[Excerpts of annotation records]
+-------+
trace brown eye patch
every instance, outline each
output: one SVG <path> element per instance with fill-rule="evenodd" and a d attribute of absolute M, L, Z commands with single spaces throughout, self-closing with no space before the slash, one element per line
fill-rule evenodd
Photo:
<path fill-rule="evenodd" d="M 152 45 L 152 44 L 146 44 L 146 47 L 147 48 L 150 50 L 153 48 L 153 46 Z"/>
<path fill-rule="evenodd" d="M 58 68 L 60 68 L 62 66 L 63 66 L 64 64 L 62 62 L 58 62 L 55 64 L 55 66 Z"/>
+-------+
— Task to complete —
Render the rows above as a Markdown table with two columns, Row for the line's number and Line for its text, leaving out any blank lines.

— Written answer —
| Row | Line |
|---|---|
| 1 | trace brown eye patch |
| 2 | every instance, outline each |
| 3 | output: one SVG <path> element per instance with fill-rule="evenodd" and a d attribute of absolute M, L, Z commands with single spaces throughout, self-closing with no space before the slash, one element per line |
| 4 | fill-rule evenodd |
| 5 | Photo: |
| 6 | <path fill-rule="evenodd" d="M 152 45 L 152 44 L 146 44 L 146 47 L 147 48 L 150 50 L 153 48 L 153 46 Z"/> |
| 7 | <path fill-rule="evenodd" d="M 58 68 L 60 68 L 62 66 L 63 66 L 64 64 L 62 62 L 58 62 L 55 64 L 55 66 Z"/> |